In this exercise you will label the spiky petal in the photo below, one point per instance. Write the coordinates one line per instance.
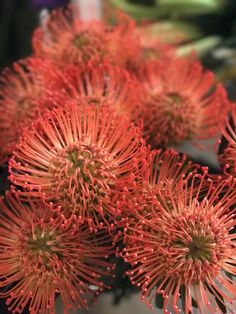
(104, 82)
(186, 247)
(41, 257)
(80, 157)
(227, 158)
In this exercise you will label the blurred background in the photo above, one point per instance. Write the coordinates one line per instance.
(205, 26)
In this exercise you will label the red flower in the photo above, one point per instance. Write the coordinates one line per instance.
(186, 244)
(80, 157)
(227, 159)
(164, 171)
(41, 256)
(103, 82)
(181, 103)
(26, 89)
(67, 39)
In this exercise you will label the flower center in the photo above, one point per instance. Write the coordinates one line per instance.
(174, 100)
(82, 40)
(82, 176)
(199, 248)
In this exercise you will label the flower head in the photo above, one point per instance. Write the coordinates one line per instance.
(26, 89)
(66, 39)
(227, 158)
(182, 103)
(186, 244)
(164, 171)
(104, 82)
(41, 257)
(80, 157)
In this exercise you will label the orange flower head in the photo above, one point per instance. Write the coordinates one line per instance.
(164, 171)
(182, 103)
(186, 247)
(104, 82)
(41, 257)
(67, 39)
(29, 87)
(80, 157)
(227, 158)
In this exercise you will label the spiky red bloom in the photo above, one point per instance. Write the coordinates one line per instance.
(80, 157)
(186, 244)
(104, 82)
(182, 103)
(26, 89)
(164, 168)
(66, 39)
(227, 159)
(41, 257)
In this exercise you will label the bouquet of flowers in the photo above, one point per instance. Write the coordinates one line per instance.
(89, 123)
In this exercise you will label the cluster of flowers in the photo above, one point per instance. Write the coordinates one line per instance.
(85, 124)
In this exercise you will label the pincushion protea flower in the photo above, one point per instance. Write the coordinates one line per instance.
(104, 82)
(41, 256)
(80, 157)
(26, 89)
(164, 168)
(186, 245)
(182, 102)
(227, 158)
(70, 40)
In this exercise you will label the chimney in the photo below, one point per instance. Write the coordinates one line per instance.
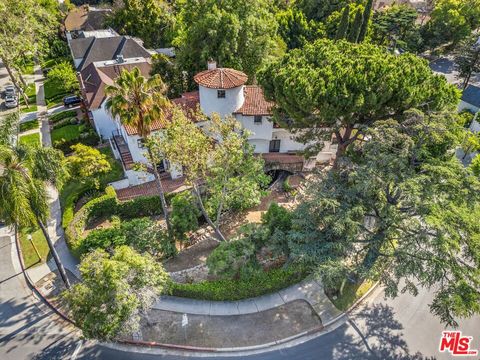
(211, 64)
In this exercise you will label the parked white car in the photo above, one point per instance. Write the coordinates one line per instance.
(11, 101)
(9, 90)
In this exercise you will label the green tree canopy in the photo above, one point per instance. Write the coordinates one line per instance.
(296, 30)
(342, 88)
(396, 26)
(150, 20)
(240, 34)
(115, 290)
(404, 210)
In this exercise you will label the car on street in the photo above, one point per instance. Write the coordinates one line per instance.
(71, 100)
(11, 101)
(9, 90)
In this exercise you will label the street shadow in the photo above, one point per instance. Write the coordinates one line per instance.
(372, 333)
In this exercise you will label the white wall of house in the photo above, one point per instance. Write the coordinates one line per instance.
(210, 103)
(261, 131)
(104, 124)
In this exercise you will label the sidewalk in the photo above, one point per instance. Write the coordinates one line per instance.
(310, 291)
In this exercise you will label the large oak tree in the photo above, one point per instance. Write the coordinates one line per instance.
(342, 88)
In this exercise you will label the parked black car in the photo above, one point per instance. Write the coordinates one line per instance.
(71, 100)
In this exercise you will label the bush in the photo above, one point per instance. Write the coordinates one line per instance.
(184, 215)
(259, 283)
(277, 217)
(142, 234)
(230, 259)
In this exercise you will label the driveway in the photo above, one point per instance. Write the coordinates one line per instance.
(4, 80)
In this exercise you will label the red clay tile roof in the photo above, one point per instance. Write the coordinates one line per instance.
(189, 102)
(221, 78)
(255, 103)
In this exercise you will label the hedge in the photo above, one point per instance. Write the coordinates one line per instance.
(62, 115)
(108, 205)
(260, 283)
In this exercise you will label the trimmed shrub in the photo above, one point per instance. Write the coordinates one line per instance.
(230, 259)
(259, 283)
(184, 215)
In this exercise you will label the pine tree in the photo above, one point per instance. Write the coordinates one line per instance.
(366, 19)
(343, 26)
(356, 26)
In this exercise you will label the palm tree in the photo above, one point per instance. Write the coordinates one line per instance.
(24, 176)
(138, 102)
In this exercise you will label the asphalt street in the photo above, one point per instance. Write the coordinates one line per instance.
(402, 328)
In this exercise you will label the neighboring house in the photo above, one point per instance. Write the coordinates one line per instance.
(92, 49)
(471, 101)
(83, 20)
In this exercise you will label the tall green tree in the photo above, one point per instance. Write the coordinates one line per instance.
(467, 58)
(319, 10)
(240, 34)
(150, 20)
(404, 212)
(137, 101)
(25, 174)
(295, 29)
(367, 13)
(342, 88)
(342, 29)
(231, 176)
(356, 27)
(116, 289)
(396, 26)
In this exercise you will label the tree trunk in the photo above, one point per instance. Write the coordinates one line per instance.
(15, 82)
(204, 212)
(161, 193)
(59, 264)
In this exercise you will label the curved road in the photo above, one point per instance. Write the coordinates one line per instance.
(380, 329)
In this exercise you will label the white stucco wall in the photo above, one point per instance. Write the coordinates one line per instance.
(210, 103)
(261, 131)
(104, 124)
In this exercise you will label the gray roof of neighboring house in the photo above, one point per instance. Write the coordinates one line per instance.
(471, 95)
(101, 49)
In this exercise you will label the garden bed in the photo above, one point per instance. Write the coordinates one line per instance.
(30, 257)
(30, 139)
(260, 283)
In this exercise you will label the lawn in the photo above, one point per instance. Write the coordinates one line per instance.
(29, 125)
(30, 139)
(32, 99)
(74, 189)
(67, 132)
(29, 255)
(351, 293)
(54, 93)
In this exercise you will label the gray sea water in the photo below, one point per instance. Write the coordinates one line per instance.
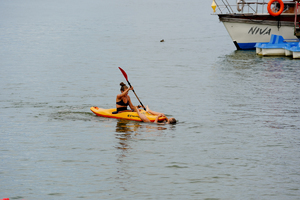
(238, 135)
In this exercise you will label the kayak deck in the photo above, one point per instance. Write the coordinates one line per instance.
(124, 115)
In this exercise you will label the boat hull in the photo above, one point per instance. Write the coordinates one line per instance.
(123, 115)
(245, 32)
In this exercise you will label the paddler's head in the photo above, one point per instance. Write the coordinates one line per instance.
(123, 87)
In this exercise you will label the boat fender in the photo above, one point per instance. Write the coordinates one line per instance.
(274, 14)
(238, 5)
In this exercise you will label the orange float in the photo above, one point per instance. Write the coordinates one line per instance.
(278, 12)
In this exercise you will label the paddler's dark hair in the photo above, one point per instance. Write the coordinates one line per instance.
(123, 86)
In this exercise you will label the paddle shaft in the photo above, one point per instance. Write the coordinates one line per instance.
(126, 77)
(136, 95)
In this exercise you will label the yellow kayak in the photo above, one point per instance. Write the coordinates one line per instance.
(124, 115)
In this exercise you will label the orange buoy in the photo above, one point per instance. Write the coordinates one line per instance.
(278, 12)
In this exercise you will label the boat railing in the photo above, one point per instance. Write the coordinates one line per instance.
(243, 6)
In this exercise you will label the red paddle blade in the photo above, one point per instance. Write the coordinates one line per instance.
(124, 73)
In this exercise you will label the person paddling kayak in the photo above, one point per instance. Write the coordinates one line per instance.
(145, 119)
(123, 100)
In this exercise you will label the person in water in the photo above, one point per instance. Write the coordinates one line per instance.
(145, 119)
(123, 100)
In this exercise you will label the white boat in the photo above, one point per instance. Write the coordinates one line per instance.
(249, 23)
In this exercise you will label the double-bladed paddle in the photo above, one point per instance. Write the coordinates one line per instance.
(126, 77)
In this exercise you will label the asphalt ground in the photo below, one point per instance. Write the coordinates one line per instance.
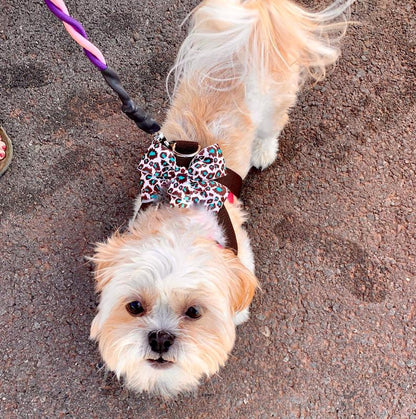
(332, 221)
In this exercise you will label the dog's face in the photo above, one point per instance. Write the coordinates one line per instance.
(168, 298)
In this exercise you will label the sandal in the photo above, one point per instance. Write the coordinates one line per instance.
(6, 151)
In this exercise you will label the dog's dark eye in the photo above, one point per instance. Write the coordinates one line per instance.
(193, 313)
(135, 308)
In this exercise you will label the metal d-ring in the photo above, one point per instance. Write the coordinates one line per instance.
(185, 155)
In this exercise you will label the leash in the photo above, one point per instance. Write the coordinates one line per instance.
(77, 32)
(183, 150)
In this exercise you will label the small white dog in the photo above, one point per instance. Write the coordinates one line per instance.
(175, 285)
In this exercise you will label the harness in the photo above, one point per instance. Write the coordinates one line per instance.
(184, 153)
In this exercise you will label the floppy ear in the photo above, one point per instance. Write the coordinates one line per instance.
(105, 257)
(242, 282)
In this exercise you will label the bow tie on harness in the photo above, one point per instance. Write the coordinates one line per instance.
(183, 175)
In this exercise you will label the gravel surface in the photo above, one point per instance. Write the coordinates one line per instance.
(332, 222)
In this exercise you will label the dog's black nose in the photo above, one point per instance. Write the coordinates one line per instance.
(160, 341)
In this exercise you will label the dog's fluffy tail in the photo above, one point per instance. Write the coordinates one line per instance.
(230, 39)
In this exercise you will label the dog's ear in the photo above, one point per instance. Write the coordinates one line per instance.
(105, 257)
(242, 282)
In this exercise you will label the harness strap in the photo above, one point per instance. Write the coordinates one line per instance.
(184, 154)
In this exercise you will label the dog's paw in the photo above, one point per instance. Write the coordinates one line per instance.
(264, 152)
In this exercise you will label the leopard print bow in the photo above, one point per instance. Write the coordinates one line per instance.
(162, 179)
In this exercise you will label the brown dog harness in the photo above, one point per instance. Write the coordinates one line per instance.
(184, 152)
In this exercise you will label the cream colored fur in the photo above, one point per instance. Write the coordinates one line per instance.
(236, 77)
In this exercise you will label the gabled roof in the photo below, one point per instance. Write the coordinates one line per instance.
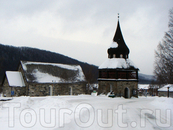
(40, 72)
(15, 79)
(118, 63)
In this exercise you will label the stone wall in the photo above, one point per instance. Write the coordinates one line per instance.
(118, 87)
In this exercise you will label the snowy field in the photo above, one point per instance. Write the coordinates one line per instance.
(86, 112)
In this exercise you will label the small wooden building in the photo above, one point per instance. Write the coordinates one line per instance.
(118, 74)
(44, 79)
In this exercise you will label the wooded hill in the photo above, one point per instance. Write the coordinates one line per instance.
(10, 57)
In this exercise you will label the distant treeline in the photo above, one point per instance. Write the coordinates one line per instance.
(10, 57)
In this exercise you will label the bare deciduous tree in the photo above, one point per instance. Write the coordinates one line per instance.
(164, 55)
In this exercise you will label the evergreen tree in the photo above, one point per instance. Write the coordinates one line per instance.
(164, 55)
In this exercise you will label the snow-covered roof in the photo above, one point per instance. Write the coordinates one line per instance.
(143, 86)
(165, 88)
(15, 79)
(113, 45)
(117, 63)
(40, 72)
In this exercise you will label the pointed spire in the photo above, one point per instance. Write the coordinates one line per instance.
(121, 51)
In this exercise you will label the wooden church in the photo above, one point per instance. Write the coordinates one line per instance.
(118, 74)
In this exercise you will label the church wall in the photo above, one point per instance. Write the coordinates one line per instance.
(57, 89)
(118, 87)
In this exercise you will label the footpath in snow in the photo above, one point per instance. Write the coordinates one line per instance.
(86, 112)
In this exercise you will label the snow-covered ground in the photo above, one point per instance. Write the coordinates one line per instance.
(86, 112)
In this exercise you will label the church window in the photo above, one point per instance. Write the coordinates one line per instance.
(122, 75)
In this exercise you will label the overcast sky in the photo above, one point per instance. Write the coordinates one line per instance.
(84, 29)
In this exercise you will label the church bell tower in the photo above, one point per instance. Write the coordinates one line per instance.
(118, 73)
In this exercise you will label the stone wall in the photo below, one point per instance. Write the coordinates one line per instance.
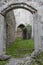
(10, 27)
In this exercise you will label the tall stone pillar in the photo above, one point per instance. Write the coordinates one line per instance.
(10, 27)
(35, 31)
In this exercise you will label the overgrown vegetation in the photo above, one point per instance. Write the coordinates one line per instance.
(20, 48)
(3, 62)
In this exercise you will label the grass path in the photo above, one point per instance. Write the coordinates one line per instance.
(20, 47)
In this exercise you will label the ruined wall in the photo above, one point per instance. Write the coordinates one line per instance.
(10, 27)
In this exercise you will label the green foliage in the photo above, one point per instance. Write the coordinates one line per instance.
(20, 48)
(29, 28)
(3, 62)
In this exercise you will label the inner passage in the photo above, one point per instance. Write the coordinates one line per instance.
(23, 44)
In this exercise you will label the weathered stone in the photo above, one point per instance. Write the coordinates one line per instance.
(10, 27)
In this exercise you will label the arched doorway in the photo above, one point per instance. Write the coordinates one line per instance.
(12, 6)
(22, 31)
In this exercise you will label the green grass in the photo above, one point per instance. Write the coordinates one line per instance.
(20, 48)
(3, 62)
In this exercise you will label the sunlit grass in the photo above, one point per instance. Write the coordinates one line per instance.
(20, 48)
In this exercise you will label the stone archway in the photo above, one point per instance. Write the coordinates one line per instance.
(11, 6)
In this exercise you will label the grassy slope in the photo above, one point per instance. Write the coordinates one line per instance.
(20, 47)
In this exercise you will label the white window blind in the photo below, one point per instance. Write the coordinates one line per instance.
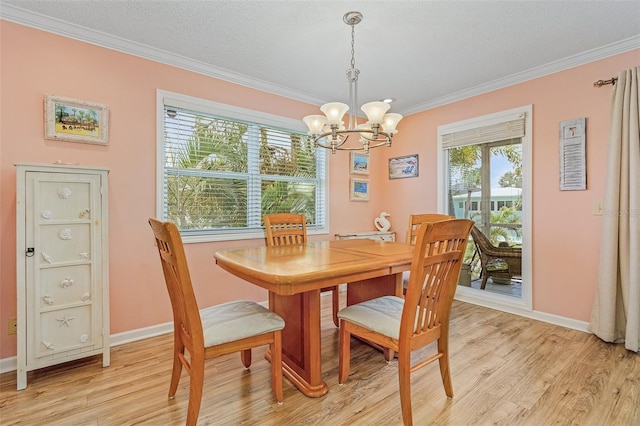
(221, 173)
(509, 129)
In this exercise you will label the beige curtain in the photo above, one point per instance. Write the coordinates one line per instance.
(616, 310)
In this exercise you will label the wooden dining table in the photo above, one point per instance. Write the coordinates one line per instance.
(294, 275)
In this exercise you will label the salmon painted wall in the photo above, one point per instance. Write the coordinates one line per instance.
(566, 234)
(35, 63)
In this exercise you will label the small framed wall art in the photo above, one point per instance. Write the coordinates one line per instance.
(359, 163)
(573, 155)
(403, 167)
(73, 120)
(359, 189)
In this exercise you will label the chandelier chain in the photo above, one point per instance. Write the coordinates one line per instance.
(353, 49)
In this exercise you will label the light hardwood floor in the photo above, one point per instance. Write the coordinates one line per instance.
(506, 370)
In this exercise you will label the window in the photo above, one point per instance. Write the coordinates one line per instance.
(221, 168)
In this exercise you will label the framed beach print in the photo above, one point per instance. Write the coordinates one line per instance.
(359, 163)
(403, 167)
(359, 189)
(73, 120)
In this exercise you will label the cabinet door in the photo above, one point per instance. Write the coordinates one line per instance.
(63, 274)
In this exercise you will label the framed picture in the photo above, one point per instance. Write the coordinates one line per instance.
(573, 155)
(402, 167)
(359, 189)
(73, 120)
(359, 163)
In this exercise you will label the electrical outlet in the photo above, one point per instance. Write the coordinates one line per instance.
(597, 208)
(13, 325)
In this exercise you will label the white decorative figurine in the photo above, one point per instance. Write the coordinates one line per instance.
(382, 223)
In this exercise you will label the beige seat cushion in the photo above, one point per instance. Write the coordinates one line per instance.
(237, 320)
(381, 315)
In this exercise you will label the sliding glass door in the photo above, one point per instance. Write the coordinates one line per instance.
(484, 176)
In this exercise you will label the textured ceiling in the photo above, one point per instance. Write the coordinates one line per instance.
(423, 53)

========================

Task directions:
Restate exactly each line of the data from the one bearing "In this exercise you will label the beige seat" to the end, and add nothing.

Task output:
In this exercise you will label the beige seat cushion in the photo above, one point per instance. Write the coordinates one line per instance.
(237, 320)
(381, 315)
In this exercise you will label the sliding glass door in the photo above, one point per instance. Write the coordinates one line per instance.
(484, 176)
In this exercise you will label the textured ceiling in the photo above, one point per instance. Write the coordinates one line per instance.
(423, 53)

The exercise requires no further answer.